Exercise requirements: Count how many lines of the data below contain the string "bowl"; the reply should be that number alone.

Items from a dataset:
>>>

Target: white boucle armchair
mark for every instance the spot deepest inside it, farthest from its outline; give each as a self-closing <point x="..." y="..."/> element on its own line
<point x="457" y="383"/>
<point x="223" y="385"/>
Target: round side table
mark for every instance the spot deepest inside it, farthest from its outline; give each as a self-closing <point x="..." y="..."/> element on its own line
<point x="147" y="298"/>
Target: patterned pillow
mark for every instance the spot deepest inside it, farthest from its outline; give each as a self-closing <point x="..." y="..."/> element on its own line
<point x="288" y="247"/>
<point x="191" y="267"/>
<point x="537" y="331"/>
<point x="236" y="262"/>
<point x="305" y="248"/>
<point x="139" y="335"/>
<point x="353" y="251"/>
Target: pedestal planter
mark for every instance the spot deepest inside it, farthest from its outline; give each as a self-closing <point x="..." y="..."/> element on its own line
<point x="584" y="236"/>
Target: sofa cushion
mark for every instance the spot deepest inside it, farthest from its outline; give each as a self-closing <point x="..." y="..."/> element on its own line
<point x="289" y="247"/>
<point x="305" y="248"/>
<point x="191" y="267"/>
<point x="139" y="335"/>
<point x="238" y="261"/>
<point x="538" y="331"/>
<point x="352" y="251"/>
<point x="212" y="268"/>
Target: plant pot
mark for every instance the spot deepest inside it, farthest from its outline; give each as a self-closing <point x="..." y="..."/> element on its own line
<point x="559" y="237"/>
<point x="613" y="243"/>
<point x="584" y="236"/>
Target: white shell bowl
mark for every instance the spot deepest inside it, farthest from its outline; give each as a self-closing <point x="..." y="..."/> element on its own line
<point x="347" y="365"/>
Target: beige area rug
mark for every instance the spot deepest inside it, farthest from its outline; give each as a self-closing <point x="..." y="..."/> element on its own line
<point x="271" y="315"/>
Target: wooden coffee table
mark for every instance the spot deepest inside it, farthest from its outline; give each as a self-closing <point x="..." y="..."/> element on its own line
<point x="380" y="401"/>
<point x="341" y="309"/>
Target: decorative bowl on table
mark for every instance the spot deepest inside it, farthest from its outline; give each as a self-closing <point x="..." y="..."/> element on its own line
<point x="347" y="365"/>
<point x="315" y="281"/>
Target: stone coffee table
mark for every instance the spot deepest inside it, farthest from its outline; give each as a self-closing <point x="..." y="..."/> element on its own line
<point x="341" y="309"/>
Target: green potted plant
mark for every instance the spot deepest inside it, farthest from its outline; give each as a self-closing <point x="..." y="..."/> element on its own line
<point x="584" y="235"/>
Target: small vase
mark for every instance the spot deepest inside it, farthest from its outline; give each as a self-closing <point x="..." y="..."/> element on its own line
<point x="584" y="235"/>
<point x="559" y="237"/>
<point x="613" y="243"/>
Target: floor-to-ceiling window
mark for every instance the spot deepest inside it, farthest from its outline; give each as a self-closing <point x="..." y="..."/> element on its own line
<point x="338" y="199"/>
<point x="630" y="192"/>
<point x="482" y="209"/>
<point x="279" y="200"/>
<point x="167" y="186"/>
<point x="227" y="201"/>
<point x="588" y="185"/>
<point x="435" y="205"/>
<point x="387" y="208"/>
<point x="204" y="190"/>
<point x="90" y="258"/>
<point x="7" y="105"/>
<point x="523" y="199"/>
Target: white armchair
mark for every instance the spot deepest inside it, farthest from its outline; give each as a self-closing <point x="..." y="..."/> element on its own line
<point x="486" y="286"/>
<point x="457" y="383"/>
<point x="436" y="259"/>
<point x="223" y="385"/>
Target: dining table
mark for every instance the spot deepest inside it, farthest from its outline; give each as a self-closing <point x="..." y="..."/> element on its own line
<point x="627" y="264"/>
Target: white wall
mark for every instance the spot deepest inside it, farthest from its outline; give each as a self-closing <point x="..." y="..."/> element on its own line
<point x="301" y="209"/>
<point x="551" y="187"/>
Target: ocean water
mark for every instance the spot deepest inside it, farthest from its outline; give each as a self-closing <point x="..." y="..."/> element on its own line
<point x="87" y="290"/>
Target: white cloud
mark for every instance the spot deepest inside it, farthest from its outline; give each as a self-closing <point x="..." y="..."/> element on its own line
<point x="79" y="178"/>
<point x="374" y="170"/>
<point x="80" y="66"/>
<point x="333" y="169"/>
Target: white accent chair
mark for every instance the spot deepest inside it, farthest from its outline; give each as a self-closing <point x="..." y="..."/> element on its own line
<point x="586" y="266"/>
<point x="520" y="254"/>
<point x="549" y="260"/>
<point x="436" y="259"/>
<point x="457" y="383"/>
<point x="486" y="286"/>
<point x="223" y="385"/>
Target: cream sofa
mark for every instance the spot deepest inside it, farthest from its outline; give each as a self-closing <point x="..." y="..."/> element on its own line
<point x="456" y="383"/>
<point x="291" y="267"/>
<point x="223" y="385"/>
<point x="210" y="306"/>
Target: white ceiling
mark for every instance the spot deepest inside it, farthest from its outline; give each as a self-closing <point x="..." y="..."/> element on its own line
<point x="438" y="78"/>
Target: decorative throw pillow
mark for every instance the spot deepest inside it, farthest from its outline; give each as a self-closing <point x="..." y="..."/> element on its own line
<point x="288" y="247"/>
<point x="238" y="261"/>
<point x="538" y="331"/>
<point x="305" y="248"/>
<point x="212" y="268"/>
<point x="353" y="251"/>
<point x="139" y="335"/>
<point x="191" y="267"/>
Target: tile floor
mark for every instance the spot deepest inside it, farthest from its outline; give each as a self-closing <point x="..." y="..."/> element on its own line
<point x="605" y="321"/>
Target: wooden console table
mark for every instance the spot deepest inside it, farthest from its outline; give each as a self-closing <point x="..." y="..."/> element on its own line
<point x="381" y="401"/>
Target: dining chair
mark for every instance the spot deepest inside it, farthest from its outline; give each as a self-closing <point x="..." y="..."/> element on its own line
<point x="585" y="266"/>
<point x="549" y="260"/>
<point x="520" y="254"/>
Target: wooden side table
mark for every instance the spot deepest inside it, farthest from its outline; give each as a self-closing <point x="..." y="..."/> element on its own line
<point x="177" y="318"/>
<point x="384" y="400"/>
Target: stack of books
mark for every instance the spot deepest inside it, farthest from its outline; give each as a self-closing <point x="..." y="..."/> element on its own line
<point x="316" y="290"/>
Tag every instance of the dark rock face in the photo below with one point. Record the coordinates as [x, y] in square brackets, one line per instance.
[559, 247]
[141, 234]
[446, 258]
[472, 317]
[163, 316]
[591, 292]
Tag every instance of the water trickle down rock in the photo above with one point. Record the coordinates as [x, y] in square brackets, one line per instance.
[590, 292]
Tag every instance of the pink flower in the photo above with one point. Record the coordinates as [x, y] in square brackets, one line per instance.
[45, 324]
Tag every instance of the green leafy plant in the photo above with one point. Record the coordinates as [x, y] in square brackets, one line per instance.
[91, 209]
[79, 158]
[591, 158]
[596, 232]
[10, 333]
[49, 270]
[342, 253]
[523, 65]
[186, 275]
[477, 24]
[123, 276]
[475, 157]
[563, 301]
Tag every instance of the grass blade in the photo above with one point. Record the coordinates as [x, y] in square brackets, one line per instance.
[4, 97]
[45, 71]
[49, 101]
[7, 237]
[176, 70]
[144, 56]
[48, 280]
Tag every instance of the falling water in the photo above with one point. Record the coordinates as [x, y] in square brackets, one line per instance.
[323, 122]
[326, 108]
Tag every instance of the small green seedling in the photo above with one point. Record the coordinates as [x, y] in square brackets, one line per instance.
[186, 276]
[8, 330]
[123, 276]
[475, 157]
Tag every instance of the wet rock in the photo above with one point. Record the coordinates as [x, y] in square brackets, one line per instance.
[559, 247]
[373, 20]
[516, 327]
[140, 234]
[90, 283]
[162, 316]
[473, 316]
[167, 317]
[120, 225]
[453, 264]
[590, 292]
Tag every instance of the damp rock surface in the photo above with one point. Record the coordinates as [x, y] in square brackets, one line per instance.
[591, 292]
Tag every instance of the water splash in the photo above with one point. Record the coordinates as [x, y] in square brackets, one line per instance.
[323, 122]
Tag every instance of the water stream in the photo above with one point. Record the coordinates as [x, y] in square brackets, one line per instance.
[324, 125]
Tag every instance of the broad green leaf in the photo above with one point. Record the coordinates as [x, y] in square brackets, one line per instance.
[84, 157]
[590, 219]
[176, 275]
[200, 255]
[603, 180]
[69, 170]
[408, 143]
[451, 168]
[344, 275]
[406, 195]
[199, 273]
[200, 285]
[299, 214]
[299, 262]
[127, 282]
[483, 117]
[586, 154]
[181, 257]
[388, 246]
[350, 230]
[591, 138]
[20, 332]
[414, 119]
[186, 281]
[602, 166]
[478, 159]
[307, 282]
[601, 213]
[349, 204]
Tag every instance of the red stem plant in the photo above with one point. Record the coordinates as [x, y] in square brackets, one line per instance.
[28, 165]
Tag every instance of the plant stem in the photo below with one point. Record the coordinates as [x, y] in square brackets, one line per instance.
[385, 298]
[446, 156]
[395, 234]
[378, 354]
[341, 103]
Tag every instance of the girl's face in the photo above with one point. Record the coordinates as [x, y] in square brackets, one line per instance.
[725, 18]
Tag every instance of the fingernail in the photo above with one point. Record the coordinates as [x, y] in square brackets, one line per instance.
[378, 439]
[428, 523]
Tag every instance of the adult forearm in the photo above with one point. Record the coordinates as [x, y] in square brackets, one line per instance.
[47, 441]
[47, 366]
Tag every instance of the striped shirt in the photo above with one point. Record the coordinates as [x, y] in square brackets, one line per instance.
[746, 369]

<<<

Solved exercise: 2